■ **Data supplied**
++++++++++++++++++++
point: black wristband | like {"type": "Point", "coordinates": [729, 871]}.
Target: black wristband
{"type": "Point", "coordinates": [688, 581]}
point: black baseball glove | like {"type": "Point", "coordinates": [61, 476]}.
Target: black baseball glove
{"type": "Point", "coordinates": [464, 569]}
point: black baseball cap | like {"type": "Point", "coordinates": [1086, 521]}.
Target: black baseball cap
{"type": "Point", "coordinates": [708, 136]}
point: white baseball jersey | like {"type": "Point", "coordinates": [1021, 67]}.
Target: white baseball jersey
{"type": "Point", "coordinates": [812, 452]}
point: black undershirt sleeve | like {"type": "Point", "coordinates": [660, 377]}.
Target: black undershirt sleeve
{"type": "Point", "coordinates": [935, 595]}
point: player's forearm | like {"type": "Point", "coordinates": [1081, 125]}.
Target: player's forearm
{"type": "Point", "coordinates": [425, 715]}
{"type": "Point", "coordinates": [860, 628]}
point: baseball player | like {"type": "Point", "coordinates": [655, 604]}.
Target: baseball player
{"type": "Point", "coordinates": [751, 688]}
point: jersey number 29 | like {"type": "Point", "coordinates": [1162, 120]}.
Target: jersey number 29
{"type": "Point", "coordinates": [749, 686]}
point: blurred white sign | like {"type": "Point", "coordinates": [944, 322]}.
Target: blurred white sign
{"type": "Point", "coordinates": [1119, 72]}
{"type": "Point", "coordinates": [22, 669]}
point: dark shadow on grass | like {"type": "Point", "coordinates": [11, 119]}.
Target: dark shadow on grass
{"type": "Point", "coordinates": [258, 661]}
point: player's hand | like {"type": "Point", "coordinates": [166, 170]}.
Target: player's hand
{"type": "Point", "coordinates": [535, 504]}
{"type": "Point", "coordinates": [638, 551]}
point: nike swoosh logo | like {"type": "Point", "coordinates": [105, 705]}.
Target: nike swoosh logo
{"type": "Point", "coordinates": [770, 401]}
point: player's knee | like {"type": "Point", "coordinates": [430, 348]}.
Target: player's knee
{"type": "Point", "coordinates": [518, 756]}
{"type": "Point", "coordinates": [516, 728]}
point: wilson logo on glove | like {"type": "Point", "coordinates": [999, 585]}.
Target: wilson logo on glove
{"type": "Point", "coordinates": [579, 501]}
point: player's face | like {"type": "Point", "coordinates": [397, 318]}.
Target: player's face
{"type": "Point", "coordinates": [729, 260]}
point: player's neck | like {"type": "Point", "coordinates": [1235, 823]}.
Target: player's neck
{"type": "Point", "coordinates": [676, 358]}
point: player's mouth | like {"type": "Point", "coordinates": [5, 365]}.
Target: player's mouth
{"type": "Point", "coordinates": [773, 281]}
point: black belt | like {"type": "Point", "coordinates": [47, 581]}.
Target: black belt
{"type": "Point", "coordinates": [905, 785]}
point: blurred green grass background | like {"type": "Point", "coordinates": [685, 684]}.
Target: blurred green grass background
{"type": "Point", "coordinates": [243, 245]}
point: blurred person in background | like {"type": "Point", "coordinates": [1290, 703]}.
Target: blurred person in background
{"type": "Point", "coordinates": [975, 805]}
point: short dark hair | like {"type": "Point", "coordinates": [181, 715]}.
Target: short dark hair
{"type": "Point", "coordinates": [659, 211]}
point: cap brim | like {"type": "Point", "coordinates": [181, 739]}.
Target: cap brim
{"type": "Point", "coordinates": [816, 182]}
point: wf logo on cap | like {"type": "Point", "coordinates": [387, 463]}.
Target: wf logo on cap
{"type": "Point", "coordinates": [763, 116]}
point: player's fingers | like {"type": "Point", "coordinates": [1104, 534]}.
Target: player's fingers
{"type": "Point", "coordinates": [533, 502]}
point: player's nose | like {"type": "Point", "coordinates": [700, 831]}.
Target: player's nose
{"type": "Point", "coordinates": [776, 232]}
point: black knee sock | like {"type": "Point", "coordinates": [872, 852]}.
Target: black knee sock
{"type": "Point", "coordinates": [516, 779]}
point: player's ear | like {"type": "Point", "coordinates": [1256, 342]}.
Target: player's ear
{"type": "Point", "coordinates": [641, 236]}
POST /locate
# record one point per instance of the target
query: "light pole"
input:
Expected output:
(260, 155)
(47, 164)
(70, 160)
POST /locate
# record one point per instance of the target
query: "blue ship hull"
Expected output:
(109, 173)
++++++++++++++++++++
■ **Exercise prompt**
The word "query" may appear on some lines of these records; state how many such lines there are, and nothing else.

■ **Finished task**
2